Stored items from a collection
========
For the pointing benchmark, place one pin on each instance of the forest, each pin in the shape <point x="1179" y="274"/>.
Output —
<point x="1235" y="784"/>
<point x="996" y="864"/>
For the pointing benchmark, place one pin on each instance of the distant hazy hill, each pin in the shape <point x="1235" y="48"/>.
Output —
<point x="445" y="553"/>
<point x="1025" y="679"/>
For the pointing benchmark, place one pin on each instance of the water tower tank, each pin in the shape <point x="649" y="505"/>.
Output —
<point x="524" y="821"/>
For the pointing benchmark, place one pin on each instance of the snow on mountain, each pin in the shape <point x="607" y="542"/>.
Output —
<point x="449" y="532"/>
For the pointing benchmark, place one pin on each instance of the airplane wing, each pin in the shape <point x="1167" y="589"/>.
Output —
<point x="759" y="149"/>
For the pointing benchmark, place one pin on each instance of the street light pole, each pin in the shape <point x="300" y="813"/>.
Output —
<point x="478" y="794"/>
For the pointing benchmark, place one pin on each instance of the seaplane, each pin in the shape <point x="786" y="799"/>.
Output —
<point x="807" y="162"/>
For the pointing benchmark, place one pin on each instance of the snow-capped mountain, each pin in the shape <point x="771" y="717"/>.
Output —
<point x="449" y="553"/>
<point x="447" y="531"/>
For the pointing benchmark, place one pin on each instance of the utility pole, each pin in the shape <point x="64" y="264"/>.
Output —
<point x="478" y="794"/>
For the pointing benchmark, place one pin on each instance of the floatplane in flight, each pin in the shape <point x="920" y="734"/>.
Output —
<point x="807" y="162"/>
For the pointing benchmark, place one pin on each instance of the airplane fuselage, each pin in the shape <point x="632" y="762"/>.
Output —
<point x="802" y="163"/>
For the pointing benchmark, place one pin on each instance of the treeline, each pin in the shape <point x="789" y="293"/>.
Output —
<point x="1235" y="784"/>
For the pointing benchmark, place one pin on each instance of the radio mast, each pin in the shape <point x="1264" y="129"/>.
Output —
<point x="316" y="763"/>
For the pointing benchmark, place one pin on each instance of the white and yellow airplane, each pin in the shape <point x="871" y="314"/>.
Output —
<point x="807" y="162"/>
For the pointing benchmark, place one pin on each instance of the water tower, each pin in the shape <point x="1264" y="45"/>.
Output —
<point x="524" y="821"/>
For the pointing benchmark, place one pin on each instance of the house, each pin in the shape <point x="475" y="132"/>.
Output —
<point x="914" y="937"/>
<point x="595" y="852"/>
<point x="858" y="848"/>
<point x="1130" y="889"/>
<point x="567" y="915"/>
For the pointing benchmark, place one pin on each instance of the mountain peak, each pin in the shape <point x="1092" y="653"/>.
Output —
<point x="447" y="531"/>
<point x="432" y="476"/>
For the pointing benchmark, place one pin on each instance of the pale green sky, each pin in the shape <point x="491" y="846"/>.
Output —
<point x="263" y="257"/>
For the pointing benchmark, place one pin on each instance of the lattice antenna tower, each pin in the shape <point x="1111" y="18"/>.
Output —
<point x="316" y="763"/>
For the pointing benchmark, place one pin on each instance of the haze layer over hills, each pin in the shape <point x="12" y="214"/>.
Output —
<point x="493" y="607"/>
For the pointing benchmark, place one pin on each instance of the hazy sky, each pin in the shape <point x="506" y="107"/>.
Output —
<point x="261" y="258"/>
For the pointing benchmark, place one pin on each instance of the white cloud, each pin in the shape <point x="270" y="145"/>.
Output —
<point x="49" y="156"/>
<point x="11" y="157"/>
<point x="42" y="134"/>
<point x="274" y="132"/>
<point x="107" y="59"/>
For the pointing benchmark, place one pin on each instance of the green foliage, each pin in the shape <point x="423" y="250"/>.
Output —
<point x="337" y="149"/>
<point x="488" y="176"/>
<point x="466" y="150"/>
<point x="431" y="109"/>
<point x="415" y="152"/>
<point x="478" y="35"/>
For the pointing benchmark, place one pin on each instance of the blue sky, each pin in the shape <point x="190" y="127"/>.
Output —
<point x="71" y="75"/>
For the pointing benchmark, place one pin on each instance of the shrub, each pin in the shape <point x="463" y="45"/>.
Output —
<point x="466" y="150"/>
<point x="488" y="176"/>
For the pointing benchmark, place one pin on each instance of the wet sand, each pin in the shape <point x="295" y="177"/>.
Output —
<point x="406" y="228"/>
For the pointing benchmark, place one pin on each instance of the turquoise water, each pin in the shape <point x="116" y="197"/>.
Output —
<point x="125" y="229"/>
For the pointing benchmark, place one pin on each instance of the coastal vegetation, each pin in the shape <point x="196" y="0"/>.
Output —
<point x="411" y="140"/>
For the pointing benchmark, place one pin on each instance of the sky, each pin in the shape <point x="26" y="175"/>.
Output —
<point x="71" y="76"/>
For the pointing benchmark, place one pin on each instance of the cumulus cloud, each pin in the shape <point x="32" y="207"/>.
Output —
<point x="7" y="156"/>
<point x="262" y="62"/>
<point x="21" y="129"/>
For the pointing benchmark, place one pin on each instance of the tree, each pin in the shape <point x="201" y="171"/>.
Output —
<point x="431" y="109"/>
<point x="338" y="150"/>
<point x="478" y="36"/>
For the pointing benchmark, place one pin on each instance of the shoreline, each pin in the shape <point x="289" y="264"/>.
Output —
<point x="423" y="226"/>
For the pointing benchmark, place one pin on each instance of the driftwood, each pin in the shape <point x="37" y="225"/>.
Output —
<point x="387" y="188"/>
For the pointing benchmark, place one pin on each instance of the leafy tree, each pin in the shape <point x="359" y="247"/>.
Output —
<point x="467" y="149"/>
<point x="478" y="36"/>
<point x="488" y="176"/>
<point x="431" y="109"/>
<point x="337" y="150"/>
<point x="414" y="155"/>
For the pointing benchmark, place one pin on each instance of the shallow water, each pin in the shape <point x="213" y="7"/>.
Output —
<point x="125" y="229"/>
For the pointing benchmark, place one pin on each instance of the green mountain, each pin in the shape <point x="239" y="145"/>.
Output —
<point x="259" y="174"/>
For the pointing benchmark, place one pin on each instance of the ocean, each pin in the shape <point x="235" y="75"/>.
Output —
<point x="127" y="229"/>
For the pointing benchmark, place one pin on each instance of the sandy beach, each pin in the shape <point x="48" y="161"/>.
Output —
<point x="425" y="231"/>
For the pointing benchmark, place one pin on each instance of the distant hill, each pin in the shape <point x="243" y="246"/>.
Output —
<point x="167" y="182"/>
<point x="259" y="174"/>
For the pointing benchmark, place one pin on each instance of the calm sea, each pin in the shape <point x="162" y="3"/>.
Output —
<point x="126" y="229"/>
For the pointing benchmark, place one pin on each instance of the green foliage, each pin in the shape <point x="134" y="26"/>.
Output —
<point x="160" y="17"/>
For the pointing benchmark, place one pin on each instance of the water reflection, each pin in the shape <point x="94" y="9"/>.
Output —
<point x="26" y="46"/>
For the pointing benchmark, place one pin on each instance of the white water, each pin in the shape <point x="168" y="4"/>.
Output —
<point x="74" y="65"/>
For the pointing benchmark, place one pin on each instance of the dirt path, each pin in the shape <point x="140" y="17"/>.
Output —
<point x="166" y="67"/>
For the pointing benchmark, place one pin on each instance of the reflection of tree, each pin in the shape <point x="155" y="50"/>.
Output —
========
* _EXERCISE_
Write out exactly the lines of the entries above that run from the line containing "of the sandy" through the last line, including both.

* _WORKED ANSWER_
For the pointing benchmark, place one pin on each instance of the sandy beach, each pin in the shape <point x="48" y="161"/>.
Output —
<point x="425" y="231"/>
For the pointing benchmark, place one pin on each instance of the distant hill, each pin in the shape <point x="243" y="246"/>.
Output —
<point x="167" y="182"/>
<point x="259" y="174"/>
For the pointing benchmark, place one pin on each instance of the calm sea, each pin in the shape <point x="162" y="3"/>.
Output —
<point x="126" y="229"/>
For the pointing benchmark, place one pin on each instance of the green foliage, each pin in the shape <point x="134" y="26"/>.
Output —
<point x="160" y="17"/>
For the pointing benchmark, place one pin on each instance of the water reflection, each pin in the shape <point x="94" y="9"/>.
Output —
<point x="26" y="46"/>
For the pointing benchmark, place one pin on each instance of the white water, each pin in the shape <point x="168" y="4"/>.
Output —
<point x="74" y="65"/>
For the pointing benchmark, place one pin on each instance of the dirt path, each pin in the shape <point x="140" y="17"/>.
Output —
<point x="166" y="67"/>
For the pointing benchmark, place one pin on each instance of the reflection of tree, each pin in the shape <point x="155" y="50"/>.
Output —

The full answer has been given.